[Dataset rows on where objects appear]
:::::

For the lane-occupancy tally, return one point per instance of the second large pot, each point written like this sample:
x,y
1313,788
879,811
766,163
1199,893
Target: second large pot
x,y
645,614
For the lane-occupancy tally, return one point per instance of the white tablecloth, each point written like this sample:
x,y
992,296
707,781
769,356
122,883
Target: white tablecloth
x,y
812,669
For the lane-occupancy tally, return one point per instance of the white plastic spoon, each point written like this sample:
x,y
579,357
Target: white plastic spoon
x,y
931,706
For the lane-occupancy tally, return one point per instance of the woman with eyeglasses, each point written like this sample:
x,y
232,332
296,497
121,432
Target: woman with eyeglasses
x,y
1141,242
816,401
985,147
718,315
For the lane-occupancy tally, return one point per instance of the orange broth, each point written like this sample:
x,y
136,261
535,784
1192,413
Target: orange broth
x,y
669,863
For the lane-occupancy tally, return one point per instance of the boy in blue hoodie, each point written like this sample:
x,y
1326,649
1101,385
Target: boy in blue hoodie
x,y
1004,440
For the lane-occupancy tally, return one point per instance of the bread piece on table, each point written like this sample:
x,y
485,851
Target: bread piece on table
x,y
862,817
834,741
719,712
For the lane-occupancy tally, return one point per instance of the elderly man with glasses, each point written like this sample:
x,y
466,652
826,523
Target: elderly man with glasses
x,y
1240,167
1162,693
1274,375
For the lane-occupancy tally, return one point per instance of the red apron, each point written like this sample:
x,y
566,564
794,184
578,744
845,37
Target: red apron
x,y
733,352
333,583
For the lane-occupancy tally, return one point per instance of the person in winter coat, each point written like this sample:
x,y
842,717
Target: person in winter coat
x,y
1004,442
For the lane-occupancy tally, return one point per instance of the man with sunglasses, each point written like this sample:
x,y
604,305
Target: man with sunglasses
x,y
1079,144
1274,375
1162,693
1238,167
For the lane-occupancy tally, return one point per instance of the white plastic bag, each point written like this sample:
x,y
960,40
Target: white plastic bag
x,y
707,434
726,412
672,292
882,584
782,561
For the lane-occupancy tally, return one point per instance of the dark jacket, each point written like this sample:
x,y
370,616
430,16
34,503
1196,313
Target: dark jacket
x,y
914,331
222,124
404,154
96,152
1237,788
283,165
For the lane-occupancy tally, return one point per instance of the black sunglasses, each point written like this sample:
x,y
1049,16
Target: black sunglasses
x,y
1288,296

:::::

Given exercise
Retype the records in full. Keep every line identical to the original.

Answer for the task
For the lane-occupancy tally, return one point per instance of the second large pot, each point written like this sample:
x,y
1313,788
879,811
766,163
1199,893
Target: second large pot
x,y
645,614
For the lane-occupancy tally, return one point per instance of the white tablecloth, each point written like this sample:
x,y
992,296
707,781
769,356
122,883
Target: white tablecloth
x,y
812,669
For the lane-occupancy tally, return one point per instance of the white plastic spoon, each point written like this sample:
x,y
579,357
Target: white plastic spoon
x,y
931,706
For the lane-occupancy tally, return one point per instance of the woman with eyeglasses, each point written like this sample:
x,y
232,332
296,497
121,432
Target: woman with eyeglasses
x,y
1141,242
816,401
985,147
718,315
For the lane-occupancy tally, return one point per instance of the orange broth, each point written like this sample:
x,y
136,261
535,784
1192,413
Target: orange broth
x,y
669,863
For the lane-occupancy tally, return one point per instance of the boy in blue hoodie, each point written like this sample:
x,y
1326,649
1101,385
Target: boy in blue hoodie
x,y
1004,440
For the lane-occupancy tally, return one point per instance of the bread piece on table, each point written like this sample:
x,y
485,851
Target: bread piece on table
x,y
862,817
834,741
719,712
For the lane-occupancy tally, return one point per instance of the elderly man with glasses, each point written like this sample:
x,y
466,652
826,523
Target: elderly man with glasses
x,y
1240,167
1162,693
1274,375
For the lane-occupancy tally, return one point per instance of the red apron, each point written like this sample:
x,y
566,564
794,184
578,744
845,37
Target: red apron
x,y
733,352
333,583
For the lane-occupancy tally, return one point per instance of the person in winter coat, each point written like this sample:
x,y
842,717
Target: person in winter coat
x,y
1004,442
For the lane-occupancy tally, return one point per instance of the man with sunglasses, each point written like this sample:
x,y
604,305
Target: man with sunglasses
x,y
1079,144
1274,375
1162,693
1238,167
For the lane-occupancy tally, return one point per instance of the white plastic bag, each point written like this sample:
x,y
960,40
Target: white plastic bag
x,y
707,434
726,412
672,292
882,584
782,561
For the lane-occupancy tally, return one point per instance of the dark jacket, each point written like this sample:
x,y
370,616
430,16
34,503
1196,313
Target: dark jacket
x,y
914,331
222,124
404,154
96,152
1237,788
283,165
For the lane-occupancy tally, return one point per instance of the black sunglasses, each point written like this sample:
x,y
1049,16
Target: black sunglasses
x,y
1288,296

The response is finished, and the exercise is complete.